(A block of data)
----------------
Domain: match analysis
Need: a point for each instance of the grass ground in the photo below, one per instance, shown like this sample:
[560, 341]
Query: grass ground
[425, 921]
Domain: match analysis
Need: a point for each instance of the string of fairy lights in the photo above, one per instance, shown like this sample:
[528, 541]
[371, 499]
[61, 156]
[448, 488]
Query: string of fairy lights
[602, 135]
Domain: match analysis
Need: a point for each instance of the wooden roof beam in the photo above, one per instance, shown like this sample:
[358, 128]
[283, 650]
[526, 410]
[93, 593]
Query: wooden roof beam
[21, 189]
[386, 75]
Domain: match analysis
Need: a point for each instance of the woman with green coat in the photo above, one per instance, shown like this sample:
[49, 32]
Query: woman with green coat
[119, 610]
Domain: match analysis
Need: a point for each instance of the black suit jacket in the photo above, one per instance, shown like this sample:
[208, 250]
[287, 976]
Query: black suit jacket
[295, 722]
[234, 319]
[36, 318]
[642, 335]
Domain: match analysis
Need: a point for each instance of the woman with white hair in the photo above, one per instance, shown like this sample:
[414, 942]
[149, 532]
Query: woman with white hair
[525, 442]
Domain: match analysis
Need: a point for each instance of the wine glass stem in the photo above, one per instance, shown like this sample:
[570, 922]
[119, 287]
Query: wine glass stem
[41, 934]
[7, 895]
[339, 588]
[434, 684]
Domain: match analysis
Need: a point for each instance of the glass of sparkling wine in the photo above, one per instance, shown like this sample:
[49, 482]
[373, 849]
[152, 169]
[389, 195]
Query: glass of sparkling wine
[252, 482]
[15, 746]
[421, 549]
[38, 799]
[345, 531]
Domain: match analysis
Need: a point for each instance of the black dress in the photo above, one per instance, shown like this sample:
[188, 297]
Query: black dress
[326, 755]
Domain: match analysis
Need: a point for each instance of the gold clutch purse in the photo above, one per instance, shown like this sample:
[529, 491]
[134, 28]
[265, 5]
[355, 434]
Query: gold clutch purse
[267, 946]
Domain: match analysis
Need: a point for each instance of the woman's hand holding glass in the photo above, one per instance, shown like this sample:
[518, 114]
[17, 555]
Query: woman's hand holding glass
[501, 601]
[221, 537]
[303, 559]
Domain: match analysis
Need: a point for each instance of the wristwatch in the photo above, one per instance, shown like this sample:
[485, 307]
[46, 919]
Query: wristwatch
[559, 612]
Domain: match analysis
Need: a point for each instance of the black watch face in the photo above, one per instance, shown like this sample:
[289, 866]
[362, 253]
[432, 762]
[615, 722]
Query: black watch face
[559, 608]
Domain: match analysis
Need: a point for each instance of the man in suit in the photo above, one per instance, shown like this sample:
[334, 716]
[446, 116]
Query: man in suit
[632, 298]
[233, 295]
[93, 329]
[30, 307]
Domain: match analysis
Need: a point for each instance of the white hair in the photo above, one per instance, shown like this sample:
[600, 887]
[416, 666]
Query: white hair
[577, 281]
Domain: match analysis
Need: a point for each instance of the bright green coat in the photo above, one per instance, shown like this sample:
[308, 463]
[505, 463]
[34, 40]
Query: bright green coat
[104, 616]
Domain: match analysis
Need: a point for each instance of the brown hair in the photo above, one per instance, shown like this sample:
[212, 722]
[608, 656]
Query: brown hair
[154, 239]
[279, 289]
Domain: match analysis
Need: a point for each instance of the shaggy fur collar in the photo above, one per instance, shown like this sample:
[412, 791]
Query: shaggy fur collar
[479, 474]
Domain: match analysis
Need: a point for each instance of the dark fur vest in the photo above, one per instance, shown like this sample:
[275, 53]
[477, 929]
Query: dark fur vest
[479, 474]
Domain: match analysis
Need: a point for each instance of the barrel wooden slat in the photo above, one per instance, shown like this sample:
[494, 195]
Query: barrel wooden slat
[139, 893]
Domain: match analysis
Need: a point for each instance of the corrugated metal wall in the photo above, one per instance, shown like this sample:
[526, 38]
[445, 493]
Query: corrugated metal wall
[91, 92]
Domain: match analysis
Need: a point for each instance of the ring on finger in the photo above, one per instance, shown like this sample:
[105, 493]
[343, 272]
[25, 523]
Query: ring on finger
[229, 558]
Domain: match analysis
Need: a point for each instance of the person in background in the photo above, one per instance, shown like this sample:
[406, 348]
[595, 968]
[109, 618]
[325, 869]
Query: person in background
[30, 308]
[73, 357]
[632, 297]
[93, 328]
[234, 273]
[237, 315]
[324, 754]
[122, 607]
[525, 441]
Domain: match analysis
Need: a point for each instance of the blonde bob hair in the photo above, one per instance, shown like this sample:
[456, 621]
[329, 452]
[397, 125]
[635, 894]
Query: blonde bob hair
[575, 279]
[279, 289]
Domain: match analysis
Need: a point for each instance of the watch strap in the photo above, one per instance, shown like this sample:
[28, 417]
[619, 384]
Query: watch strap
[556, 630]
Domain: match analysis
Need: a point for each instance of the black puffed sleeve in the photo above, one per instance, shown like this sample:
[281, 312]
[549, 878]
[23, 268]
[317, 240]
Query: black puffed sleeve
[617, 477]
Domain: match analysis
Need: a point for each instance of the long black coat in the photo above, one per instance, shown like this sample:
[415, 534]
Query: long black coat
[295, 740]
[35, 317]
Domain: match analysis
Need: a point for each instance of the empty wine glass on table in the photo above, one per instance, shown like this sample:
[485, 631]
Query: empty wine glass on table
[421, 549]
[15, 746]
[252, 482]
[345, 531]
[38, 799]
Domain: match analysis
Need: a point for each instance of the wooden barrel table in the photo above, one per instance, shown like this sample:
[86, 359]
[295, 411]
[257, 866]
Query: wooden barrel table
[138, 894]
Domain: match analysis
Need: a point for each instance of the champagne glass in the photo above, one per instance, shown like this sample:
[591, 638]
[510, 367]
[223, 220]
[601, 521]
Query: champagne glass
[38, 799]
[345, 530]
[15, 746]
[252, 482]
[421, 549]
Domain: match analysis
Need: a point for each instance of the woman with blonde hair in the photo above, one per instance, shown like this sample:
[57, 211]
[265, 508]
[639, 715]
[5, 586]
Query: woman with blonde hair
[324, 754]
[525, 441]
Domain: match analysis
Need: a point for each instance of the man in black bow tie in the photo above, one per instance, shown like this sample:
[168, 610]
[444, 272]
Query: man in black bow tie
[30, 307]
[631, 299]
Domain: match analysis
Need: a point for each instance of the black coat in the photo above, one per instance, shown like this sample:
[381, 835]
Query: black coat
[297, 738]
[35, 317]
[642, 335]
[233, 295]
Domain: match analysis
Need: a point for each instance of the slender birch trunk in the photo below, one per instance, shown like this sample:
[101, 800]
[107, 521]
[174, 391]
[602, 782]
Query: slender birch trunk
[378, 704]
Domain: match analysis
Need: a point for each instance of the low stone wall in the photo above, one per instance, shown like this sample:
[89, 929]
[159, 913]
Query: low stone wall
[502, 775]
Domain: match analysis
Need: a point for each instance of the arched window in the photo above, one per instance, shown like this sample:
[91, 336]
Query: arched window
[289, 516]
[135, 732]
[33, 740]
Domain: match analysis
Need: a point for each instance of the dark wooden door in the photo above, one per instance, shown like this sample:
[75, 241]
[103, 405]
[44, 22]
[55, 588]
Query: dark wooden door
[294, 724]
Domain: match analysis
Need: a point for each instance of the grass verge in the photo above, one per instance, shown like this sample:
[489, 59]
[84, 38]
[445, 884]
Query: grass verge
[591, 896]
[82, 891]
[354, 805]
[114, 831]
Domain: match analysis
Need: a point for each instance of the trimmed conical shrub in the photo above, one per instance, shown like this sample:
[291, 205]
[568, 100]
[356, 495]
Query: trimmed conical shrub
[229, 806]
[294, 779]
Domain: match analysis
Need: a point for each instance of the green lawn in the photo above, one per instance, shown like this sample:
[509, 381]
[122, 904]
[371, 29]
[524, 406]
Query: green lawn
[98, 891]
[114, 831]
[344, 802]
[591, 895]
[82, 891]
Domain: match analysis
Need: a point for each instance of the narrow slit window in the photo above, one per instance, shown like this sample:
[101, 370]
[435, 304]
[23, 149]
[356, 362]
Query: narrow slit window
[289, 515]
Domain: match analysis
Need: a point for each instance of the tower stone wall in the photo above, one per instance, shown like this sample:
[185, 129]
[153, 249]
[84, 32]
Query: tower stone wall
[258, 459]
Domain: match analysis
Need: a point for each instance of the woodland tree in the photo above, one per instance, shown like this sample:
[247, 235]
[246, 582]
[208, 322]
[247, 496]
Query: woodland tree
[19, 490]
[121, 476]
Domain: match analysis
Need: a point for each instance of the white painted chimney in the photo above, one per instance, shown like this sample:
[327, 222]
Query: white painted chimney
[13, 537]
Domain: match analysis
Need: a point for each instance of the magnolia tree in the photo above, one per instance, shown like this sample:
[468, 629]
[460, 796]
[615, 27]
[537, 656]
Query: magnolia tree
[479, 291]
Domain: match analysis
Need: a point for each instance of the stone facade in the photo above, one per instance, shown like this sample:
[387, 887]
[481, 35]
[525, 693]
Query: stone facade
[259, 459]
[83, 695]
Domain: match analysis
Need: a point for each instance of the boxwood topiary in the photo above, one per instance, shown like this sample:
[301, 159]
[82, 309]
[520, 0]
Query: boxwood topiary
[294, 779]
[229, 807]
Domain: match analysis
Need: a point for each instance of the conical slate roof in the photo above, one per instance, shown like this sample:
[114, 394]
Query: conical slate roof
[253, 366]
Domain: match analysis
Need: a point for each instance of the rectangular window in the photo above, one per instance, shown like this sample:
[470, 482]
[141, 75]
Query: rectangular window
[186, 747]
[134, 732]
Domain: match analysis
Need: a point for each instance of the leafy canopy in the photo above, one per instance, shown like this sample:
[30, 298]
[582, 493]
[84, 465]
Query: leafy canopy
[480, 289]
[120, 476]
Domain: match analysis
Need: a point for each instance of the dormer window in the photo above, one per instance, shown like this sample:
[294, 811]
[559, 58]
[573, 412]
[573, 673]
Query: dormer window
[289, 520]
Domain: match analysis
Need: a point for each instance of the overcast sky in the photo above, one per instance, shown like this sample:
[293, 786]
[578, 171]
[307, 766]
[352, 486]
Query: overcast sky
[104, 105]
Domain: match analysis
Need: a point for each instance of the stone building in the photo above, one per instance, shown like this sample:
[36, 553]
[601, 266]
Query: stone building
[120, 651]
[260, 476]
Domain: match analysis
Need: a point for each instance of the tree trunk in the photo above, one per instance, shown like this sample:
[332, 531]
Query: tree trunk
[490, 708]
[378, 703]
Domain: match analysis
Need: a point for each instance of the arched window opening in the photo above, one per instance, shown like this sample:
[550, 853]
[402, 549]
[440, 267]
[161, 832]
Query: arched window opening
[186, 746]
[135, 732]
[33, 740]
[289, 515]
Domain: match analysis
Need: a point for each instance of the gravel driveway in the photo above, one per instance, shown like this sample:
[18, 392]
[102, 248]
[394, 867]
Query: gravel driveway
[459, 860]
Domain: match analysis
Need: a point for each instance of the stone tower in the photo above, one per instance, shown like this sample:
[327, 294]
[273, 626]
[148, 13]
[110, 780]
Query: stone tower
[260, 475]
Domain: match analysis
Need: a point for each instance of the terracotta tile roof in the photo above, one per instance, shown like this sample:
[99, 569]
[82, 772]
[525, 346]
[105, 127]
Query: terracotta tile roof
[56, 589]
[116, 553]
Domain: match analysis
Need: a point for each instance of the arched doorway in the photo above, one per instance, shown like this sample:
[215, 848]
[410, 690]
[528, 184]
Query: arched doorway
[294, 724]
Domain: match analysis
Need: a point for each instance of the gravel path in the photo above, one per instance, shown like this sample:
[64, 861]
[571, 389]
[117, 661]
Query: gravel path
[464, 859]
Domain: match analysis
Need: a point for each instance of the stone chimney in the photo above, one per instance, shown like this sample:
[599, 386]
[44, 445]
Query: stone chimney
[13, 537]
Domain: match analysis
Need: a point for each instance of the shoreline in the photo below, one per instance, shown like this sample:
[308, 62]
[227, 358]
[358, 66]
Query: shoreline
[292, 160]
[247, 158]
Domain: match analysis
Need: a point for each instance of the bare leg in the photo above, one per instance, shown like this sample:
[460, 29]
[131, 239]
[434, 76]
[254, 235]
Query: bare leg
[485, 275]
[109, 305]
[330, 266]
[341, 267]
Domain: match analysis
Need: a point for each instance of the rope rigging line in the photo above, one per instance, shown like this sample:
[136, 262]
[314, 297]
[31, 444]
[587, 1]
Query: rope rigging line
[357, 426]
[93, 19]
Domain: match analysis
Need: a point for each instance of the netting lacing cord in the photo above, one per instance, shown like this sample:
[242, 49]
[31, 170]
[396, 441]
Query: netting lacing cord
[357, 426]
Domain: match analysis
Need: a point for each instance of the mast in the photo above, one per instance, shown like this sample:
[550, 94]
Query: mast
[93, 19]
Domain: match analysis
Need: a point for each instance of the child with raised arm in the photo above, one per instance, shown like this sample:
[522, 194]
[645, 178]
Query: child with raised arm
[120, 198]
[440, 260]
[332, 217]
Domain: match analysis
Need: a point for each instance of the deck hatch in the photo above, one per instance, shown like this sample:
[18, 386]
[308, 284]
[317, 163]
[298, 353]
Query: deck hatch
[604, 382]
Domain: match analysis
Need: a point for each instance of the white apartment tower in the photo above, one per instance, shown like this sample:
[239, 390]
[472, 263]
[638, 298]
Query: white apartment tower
----------------
Gather every line in the listing above that contains the word "slender" and copy each one out.

Completed exercise>
Need: a point for each instance of the slender birch trunk in the photo below, one per instance, shown like this sample:
Query: slender birch trunk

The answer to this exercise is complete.